Omed-omedan (also spelled Oméd-omédan; /id/), or "The Kissing Ritual", is a ceremony that is held by the young people of Banjar Kaja Sesetan, Denpasar, Bali. Omed-omedan is held on the day of ngembak geni (a day after Nyepi) to celebrate the Saka new year. The name is derived from the Balinese language and means pull-pull.

The ceremony is performed to make friendships and maintain people's harmony and solidarity. This ceremony also became a meeting place for singles. Many couples have met through this tradition.

== History ==
The ceremony is thought to have existed since the 17th century.

According to a legend, after Nyepi, there is a traditional game named med-medan from the Puri Oka people (now located in southern Denpasar). In that game, male and female youths pulled each other, but over time they embraced each other. One day, Ida Bhatara Kompaing, Puri Oka's leader who was ill at the time, was annoyed by the rowdy sound from the game and tried to stop it. But, after coming out, he became healthy. He then ordered med-medan to be held every ngembak geni (relighting the fire) after Nyepi.

The Dutch East Indies government tried to ban med-medan, but the people ignored the ban. In 1984, it was ordered to stop because of complaints that young people were kissing during the ceremony. Suddenly, a fight broke out between a male and female pig that lasted for an hour. I Gusti Ngruha Oka Putra, a Pura figure, heard a person that reported to him about the fight; when he got there, the fight stopped. Because people thought it was a bad sign, it was decided that med-medan was allowed.

_ _ _ _ _

Carry the Omed-omedan text forward from its final sentence, writing in the same encyclopedic style.

Region pointing data
_ _ _ _ _

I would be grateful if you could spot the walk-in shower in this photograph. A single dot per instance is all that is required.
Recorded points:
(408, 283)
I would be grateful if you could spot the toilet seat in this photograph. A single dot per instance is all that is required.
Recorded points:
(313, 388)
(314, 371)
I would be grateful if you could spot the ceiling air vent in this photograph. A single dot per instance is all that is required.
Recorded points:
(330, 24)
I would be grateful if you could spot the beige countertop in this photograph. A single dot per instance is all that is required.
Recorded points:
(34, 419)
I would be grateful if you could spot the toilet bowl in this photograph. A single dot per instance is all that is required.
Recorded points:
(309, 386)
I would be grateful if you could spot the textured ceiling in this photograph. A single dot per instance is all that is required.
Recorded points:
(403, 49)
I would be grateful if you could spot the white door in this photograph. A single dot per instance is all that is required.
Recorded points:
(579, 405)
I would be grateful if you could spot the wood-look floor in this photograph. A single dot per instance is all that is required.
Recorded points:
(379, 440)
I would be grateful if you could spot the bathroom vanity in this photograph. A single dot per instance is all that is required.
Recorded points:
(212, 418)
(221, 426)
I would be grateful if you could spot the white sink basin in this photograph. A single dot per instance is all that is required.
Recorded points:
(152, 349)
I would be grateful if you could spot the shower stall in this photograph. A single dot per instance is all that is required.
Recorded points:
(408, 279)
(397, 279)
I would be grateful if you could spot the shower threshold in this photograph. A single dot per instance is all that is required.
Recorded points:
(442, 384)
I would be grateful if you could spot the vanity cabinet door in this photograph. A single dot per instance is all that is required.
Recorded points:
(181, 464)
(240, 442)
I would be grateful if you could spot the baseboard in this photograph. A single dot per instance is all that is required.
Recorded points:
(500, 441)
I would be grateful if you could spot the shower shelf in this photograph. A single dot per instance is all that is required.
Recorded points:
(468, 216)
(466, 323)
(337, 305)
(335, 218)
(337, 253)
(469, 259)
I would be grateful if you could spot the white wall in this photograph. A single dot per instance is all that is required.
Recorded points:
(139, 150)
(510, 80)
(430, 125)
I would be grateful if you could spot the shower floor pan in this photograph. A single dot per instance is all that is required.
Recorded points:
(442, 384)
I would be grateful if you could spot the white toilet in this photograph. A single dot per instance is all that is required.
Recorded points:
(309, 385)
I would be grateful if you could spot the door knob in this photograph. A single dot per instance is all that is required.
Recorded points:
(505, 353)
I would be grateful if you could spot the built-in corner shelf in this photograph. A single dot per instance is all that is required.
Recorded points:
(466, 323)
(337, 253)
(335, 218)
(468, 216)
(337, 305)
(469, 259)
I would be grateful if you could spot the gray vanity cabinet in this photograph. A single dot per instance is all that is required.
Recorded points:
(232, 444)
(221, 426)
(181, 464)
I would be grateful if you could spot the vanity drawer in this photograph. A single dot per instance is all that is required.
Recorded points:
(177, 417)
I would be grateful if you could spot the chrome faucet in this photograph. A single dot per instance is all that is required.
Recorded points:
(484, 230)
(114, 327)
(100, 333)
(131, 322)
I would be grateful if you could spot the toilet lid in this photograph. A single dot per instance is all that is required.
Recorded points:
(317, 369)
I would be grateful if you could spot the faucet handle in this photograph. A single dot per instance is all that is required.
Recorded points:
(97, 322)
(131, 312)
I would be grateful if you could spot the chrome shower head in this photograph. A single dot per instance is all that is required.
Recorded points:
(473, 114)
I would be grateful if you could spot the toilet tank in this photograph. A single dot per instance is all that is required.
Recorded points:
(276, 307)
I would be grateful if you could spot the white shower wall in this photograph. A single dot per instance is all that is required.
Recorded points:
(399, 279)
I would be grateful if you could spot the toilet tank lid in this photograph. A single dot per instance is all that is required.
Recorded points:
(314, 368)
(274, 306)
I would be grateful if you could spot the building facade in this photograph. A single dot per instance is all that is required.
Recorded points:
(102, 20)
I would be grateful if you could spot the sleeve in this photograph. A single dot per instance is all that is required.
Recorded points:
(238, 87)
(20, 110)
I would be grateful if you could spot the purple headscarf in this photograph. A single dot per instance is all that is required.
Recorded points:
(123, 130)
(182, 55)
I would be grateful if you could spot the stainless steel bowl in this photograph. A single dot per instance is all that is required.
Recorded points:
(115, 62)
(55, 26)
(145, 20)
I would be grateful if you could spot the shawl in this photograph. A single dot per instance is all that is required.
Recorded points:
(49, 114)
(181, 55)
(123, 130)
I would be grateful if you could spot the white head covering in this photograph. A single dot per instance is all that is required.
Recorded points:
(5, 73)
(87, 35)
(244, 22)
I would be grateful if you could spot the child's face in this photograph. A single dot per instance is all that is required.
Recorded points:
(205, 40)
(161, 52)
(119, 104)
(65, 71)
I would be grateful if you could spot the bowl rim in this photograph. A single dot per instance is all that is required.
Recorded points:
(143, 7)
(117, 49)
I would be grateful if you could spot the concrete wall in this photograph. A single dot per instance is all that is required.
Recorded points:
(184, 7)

_ _ _ _ _

EXERCISE OUTPUT:
In the 1990s, the organizer was changed from banjar adat to sekaa teruna, and in the 2000s, the ceremony's name was changed to omed-omedan. Sesetan Heritage Omed-omedan Festival (SHOF/SHOOF) has been held since 2009.

== Performance ==
Omed-omedan involves sekaa teruna teruni (STT) or unmarried 17–30 year old youths. The participants of the ceremony consists of 40 men and 60 women. The rest will be saved for the next stage.

=== Opening ===
Omed-omedan starts with a short speech from prajuru banjar (banjar manager) that consists of kelihan banjar (to instruct the participants), kelihan dinas, and the head of the STT.

After that, the participants will pray together to invoke safety. First, the prayer leader (jero pemangku pura) offers a sesajen named banten pejati. Then, the participants will say the panca sembah. After that, the leader will sprinkle tirta amerta (the water of life) as a symbol of the blessing of Sang Hyang Widhi Wasa to his followers and offer a few grains of bija (rice that is wetted in a temple) to Him.

After the prayer, the Barong Bangkung dance will commence to remember the fighting between two pigs in the village.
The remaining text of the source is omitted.